Your goal. Copy out the items verbatim, from the line containing "Can you see the duck's body" through the line containing "column 527, row 551", both lines included.

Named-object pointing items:
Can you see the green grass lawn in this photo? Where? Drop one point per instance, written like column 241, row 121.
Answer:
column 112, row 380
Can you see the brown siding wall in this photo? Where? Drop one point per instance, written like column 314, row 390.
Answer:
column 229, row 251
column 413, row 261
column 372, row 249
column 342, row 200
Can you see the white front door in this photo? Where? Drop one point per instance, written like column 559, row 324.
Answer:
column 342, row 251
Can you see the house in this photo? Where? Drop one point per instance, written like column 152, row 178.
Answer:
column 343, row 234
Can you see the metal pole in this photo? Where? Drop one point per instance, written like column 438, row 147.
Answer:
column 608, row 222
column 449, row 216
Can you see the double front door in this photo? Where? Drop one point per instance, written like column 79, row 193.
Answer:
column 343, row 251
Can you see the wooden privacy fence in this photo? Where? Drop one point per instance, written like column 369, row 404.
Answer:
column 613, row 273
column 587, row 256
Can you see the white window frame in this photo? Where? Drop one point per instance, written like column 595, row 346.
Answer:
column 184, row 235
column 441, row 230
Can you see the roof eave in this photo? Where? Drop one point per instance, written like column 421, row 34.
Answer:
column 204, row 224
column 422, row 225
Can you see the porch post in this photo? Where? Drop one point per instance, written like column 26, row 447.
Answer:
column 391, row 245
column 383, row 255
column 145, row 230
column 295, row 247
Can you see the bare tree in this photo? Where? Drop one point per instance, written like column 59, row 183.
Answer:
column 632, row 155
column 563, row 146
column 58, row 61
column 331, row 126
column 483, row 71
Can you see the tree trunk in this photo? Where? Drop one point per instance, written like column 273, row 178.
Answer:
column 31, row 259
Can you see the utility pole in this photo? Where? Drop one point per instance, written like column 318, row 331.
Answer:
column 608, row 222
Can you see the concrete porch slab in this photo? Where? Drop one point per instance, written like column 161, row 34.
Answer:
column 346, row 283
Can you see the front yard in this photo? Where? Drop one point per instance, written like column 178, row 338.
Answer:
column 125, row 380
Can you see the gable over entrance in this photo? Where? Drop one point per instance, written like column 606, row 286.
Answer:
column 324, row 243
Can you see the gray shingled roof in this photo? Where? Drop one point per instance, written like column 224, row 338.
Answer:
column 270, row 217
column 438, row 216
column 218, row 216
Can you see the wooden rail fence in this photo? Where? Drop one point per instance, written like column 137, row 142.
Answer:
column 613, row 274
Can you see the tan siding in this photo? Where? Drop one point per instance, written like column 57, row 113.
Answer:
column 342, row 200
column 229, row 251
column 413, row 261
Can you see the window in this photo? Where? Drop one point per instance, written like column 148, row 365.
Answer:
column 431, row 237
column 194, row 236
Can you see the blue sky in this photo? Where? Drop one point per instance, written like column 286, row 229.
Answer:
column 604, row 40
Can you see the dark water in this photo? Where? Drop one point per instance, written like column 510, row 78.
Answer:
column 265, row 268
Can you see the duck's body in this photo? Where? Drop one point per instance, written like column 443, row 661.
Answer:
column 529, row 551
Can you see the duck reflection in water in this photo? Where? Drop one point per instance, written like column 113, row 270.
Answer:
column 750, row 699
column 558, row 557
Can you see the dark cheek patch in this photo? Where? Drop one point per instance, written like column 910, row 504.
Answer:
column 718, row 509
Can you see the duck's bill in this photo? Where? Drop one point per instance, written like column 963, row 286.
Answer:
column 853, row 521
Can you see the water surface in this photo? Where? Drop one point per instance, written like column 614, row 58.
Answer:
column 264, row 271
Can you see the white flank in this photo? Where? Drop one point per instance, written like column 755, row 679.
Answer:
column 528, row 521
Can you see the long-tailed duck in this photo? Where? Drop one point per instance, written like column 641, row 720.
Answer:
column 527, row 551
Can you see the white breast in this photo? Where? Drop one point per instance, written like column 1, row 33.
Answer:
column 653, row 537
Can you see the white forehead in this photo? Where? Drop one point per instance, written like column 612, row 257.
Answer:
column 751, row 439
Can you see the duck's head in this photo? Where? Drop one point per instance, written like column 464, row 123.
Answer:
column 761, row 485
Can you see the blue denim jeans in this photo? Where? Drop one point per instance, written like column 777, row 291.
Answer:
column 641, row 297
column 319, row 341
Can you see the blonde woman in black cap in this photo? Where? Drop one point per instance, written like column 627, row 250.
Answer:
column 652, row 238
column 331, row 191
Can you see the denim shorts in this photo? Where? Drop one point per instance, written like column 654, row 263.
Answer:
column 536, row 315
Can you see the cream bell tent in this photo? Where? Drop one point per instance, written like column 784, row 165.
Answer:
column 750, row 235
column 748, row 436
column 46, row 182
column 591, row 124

Result of this task.
Can you see the duck's body in this photo? Where? Drop one point per instance, written like column 443, row 661.
Answer:
column 529, row 551
Can you see the duck reflection in water in this photo? Where? Drop one point per instance, written like column 113, row 270.
Answer:
column 750, row 699
column 558, row 557
Can you see the dark cheek patch in this photo? Where? Drop one point per instance, written like column 910, row 504.
Answer:
column 718, row 509
Can you see the duck's bill in this photo? Where? Drop one point per instance, written like column 963, row 286.
Answer:
column 853, row 521
Can you see the water surface in this photo? Where? Drop one point per instance, written like column 614, row 58.
Answer:
column 264, row 271
Can you see the white flank in this photo? Where? Drop one point per instance, written like column 755, row 679.
Answer:
column 528, row 521
Can you see the long-tailed duck in this photo? Where? Drop one point per instance, written like column 641, row 720.
Answer:
column 527, row 551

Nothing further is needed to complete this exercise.